● Given task
Please copy the lines below word for word.

* begin Extracted entries *

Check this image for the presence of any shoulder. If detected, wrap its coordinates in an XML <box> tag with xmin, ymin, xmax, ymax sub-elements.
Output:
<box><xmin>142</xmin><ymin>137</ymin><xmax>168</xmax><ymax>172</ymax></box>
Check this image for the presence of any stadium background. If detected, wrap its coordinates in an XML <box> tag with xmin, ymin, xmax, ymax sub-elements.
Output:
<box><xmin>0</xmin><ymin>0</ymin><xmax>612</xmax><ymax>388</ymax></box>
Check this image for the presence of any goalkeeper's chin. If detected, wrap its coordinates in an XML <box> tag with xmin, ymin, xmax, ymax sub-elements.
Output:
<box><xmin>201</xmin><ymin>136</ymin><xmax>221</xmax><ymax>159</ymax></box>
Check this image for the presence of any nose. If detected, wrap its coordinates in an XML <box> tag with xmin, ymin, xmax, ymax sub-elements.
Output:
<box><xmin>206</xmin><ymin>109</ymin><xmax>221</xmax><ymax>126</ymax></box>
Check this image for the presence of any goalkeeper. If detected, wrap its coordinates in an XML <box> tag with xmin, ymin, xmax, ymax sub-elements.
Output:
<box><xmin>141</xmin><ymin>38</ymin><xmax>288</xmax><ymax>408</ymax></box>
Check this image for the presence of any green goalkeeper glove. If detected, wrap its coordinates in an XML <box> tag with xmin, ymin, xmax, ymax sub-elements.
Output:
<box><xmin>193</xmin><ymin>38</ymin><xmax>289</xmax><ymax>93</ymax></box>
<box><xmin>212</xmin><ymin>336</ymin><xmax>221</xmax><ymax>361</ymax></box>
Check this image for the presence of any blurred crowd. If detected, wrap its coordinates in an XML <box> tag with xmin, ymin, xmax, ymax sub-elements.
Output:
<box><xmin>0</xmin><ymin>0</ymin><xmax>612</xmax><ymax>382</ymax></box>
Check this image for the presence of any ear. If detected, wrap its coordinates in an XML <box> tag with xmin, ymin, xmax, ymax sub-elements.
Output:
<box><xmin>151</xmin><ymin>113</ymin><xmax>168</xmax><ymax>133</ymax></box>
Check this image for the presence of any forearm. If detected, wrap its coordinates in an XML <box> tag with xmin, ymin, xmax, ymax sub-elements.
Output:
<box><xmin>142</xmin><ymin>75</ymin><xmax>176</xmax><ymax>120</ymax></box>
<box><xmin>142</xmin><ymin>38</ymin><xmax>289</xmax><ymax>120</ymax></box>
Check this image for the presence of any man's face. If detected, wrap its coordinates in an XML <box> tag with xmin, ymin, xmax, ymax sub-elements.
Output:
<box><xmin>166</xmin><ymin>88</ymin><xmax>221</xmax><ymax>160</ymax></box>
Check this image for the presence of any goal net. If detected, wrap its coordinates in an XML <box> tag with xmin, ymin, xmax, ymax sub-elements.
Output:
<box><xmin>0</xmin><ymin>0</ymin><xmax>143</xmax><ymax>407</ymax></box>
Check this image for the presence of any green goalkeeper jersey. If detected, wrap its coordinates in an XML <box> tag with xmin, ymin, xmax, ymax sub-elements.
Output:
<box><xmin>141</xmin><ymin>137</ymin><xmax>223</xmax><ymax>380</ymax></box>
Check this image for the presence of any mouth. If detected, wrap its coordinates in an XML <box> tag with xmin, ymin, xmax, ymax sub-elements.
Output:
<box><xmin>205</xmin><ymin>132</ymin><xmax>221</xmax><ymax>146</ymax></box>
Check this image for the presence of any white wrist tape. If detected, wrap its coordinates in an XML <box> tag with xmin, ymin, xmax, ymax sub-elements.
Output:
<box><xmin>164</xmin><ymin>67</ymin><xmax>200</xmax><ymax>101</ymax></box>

* end Extracted entries *

● Completed task
Check this image for the presence of any shoulder. If detected, wrap its coordinates in an XML <box> tag with xmin, ymin, xmax, ymax sub-elements.
Output:
<box><xmin>142</xmin><ymin>137</ymin><xmax>168</xmax><ymax>172</ymax></box>
Check this image for the presence of any stadium background. If detected, wrap its coordinates in an XML <box> tag with xmin, ymin, xmax, ymax sub-elements.
Output:
<box><xmin>0</xmin><ymin>0</ymin><xmax>612</xmax><ymax>388</ymax></box>
Check this image for the presence of any goalkeeper's chin. If detected, wrap its coordinates in an XML <box> tag with xmin, ymin, xmax, ymax sub-elements.
Output:
<box><xmin>201</xmin><ymin>136</ymin><xmax>221</xmax><ymax>159</ymax></box>
Check this image for the presence of any nose. If detected, wrap its coordinates in an XML <box> tag with xmin, ymin, xmax, ymax sub-elements.
Output:
<box><xmin>206</xmin><ymin>109</ymin><xmax>221</xmax><ymax>126</ymax></box>
Check this image for the presence of any goalkeeper. If detected, wrap its coordinates in an XML <box> tag with xmin, ymin, xmax, ymax sub-elements.
Output:
<box><xmin>141</xmin><ymin>38</ymin><xmax>288</xmax><ymax>408</ymax></box>
Check this image for the presence of any green goalkeeper glove. If detected, wrap its coordinates in an XML <box> tag with xmin, ymin, xmax, ymax sub-elements.
Output:
<box><xmin>193</xmin><ymin>38</ymin><xmax>289</xmax><ymax>93</ymax></box>
<box><xmin>212</xmin><ymin>336</ymin><xmax>221</xmax><ymax>361</ymax></box>
Check this image for the presence of any blurred crowd. If detected, wrap its coordinates in an XML <box> tag with xmin, ymin, xmax, ymax sub-elements.
Output:
<box><xmin>0</xmin><ymin>0</ymin><xmax>612</xmax><ymax>382</ymax></box>
Check this image for the presence of any ear. If detected, wrap its coordinates in an XML <box> tag with xmin, ymin, xmax, ymax sub-elements.
Output:
<box><xmin>151</xmin><ymin>113</ymin><xmax>168</xmax><ymax>133</ymax></box>
Check this image for the presence of any forearm. If detected, wrap its coordinates in an XML <box> tag with xmin, ymin, xmax, ymax sub-elements.
Output:
<box><xmin>142</xmin><ymin>75</ymin><xmax>176</xmax><ymax>120</ymax></box>
<box><xmin>142</xmin><ymin>38</ymin><xmax>289</xmax><ymax>120</ymax></box>
Check this image for the presence of any man's face. If detected, wrap its coordinates in an XML <box> tag with xmin, ymin, xmax, ymax sub-elements.
Output:
<box><xmin>166</xmin><ymin>88</ymin><xmax>221</xmax><ymax>160</ymax></box>
Check this image for the presence of any goal net. If detected, wrap its coordinates in an XML <box> tag with xmin, ymin, xmax, ymax sub-elements.
Output:
<box><xmin>0</xmin><ymin>0</ymin><xmax>143</xmax><ymax>407</ymax></box>
Check this image for the presence of any green goalkeeper jersey. If detected, wrap its coordinates in an XML <box> tag with xmin, ymin, xmax, ymax sub-elements.
Output:
<box><xmin>141</xmin><ymin>137</ymin><xmax>223</xmax><ymax>380</ymax></box>
Check this image for the presence of any mouth. If detected, wrap its coordinates in an XML <box> tag with xmin, ymin, xmax, ymax sub-elements.
Output:
<box><xmin>205</xmin><ymin>132</ymin><xmax>221</xmax><ymax>146</ymax></box>
Check this image for the presence of any white wrist tape. If detected, wrap its coordinates in an XML <box> tag with xmin, ymin, xmax, ymax sub-elements.
Output:
<box><xmin>164</xmin><ymin>67</ymin><xmax>200</xmax><ymax>101</ymax></box>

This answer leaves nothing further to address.